== TEXT BLOCK ==

Panther Stairs via Robinson Creek March 9, 2013Posted by Jenny in bushwhacking, hiking, Smoky Mountains.
Tags: Mt. Cammerer, Panther Stairs, Rich Butt, Robinson Creek
I’d done this climb twice before, most recently a year ago going solo in somber, overcast conditions. My hiking buddy Chris suggested doing it again—the one time he’d gone there, it was completely socked in, so he wanted to experience the Panther Stairs in better conditions. Boy, did we ever hit it right this time!
For those of you not familiar with the Panther Stairs, the official name is Rich Butt, the westernmost of the steep ridge approaches to Cammerer, and one of the best for the lovely open rock approach. The name is sort of a takeoff on the Cat Stairs of Greenbrier Pinnacle.
Both times I’d gone before, I’d used the Toms Creek route, starting at Cosby Campground. Chris suggested hitting Rich Butt from the other side via Robinson Creek. I hadn’t realized that an old road makes for an easy approach from Cosby’s good old twisty Route 32. So between the “Official Mike Knies Shortcut” from the Hartford exit on I-40 and Chris’s memory of the Robinson Creek location, we had it made.

== WRITTEN REQUEST A ==
Answer these questions about the Panther Stairs post, one answer per line:
(i) What is the official name of the Panther Stairs?
(ii) Where did the Toms Creek route start on the author's earlier climbs?
(iii) Who suggested reaching Rich Butt via Robinson Creek?
== WRITTEN REQUEST B ==
Please reproduce the Panther Stairs post word for word, everything from "Both times I’d" down to "had it made.".
Answer from the Panther Stairs post alone.

== Dataset records ==
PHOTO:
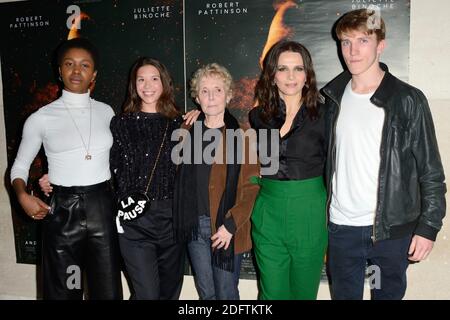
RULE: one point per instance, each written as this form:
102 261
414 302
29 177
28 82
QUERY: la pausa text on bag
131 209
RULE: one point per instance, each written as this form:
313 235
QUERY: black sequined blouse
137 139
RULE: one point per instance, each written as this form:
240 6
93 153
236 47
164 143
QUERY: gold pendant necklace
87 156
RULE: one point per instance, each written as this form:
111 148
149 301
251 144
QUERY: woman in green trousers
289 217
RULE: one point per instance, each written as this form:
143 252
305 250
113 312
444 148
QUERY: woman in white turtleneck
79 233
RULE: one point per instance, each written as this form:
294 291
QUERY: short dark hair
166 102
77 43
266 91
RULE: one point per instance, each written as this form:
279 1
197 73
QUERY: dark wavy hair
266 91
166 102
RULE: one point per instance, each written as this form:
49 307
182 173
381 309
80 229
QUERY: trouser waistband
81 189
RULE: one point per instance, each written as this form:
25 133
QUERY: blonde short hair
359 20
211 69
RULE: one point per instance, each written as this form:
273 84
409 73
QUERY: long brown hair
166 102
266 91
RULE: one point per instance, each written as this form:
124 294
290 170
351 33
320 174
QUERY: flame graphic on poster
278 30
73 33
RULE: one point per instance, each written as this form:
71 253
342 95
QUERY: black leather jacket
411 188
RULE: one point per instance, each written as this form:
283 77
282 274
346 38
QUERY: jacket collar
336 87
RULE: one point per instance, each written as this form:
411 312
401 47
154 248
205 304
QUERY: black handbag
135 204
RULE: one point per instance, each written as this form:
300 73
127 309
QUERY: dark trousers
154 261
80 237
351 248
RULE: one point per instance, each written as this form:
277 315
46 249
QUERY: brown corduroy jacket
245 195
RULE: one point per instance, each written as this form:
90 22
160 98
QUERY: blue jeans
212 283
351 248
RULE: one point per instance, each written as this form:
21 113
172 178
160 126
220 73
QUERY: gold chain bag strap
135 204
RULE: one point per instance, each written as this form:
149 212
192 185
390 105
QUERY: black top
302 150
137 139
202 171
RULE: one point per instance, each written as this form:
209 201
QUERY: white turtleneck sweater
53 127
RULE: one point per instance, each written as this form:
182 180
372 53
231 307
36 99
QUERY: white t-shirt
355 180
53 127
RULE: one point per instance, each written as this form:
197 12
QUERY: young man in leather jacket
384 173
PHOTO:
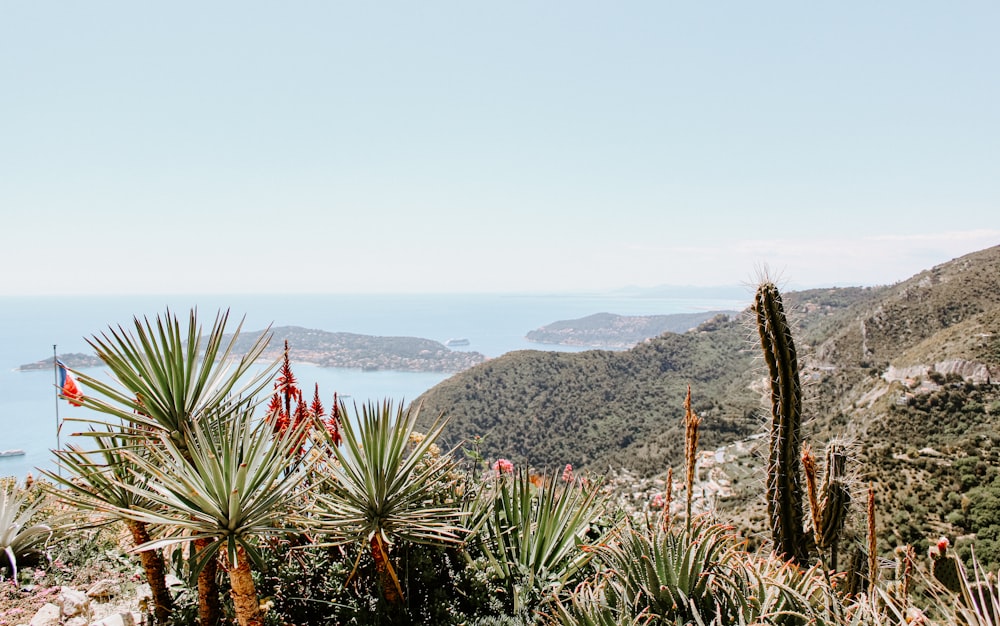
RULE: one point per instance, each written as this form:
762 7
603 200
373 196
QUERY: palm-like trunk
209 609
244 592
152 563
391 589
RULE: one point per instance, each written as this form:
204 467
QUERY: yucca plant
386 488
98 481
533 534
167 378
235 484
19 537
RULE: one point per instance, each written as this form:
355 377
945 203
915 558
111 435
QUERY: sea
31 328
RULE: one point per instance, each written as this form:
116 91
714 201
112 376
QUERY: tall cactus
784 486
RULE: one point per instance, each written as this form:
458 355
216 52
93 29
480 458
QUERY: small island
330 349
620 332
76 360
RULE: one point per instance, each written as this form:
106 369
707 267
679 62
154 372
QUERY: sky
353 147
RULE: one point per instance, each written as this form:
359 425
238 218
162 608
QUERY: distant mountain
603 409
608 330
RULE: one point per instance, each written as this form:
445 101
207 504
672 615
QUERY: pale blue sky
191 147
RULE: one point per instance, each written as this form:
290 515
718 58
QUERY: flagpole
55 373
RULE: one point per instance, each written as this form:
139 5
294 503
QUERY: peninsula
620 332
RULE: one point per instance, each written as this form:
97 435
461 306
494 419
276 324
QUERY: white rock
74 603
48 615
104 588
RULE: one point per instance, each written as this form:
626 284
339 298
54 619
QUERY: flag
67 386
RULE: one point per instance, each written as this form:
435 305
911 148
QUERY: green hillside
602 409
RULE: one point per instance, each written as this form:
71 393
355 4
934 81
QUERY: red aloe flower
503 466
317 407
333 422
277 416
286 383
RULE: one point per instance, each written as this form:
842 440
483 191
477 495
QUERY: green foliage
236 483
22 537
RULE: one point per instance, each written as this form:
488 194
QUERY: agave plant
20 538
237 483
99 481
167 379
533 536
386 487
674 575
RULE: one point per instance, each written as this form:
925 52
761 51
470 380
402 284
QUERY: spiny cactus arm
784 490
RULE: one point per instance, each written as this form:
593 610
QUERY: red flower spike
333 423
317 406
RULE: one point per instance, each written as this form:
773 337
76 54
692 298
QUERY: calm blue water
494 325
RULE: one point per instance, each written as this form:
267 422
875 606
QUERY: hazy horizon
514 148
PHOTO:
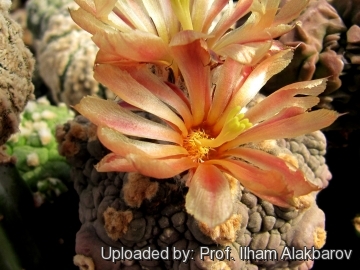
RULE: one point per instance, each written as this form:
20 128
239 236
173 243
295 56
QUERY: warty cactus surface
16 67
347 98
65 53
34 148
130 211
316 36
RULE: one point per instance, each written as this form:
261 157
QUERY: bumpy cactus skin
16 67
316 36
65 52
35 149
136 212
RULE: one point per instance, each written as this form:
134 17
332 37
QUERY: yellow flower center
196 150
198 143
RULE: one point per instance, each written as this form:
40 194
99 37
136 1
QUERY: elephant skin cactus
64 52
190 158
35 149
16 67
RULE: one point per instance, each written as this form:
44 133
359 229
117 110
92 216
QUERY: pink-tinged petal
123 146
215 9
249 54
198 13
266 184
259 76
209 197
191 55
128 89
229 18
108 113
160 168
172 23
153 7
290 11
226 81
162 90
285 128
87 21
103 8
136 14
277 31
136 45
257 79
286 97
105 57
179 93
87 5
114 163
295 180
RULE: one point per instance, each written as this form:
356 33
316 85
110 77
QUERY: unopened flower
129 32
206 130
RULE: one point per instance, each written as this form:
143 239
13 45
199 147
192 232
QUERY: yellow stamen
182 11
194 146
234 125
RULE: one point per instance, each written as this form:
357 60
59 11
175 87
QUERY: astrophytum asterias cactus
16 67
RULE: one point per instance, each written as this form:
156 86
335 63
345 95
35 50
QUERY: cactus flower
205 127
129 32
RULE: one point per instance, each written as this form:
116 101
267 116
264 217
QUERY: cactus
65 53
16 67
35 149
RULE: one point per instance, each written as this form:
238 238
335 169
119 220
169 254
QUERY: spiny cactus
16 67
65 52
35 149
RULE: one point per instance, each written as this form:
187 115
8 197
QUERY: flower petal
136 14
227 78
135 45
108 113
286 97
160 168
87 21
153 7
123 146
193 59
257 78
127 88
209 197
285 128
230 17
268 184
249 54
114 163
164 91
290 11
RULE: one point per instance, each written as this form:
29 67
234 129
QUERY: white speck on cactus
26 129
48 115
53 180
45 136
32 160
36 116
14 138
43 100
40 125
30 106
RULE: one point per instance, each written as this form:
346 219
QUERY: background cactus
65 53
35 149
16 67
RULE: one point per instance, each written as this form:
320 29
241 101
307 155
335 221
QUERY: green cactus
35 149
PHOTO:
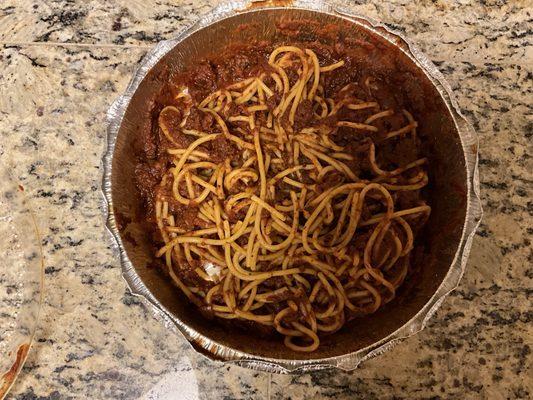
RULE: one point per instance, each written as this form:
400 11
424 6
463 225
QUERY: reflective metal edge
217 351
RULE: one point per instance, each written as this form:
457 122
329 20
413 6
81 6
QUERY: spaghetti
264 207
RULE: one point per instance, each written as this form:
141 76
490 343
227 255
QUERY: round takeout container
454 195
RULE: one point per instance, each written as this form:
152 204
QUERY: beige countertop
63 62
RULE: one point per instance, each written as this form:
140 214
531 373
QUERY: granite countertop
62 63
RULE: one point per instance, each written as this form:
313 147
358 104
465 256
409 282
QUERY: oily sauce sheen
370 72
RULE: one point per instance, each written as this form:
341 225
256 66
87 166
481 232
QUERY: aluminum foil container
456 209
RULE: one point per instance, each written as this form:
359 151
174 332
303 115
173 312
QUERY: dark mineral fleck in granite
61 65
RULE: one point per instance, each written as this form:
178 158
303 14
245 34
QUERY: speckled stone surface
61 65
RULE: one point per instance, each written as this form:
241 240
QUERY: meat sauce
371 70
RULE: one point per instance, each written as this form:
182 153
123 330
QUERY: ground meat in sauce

== TASK RESULT A ==
(i) Rich Butt
(ii) Cosby Campground
(iii) Chris

== TASK RESULT B ==
Both times I’d gone before, I’d used the Toms Creek route, starting at Cosby Campground. Chris suggested hitting Rich Butt from the other side via Robinson Creek. I hadn’t realized that an old road makes for an easy approach from Cosby’s good old twisty Route 32. So between the “Official Mike Knies Shortcut” from the Hartford exit on I-40 and Chris’s memory of the Robinson Creek location, we had it made.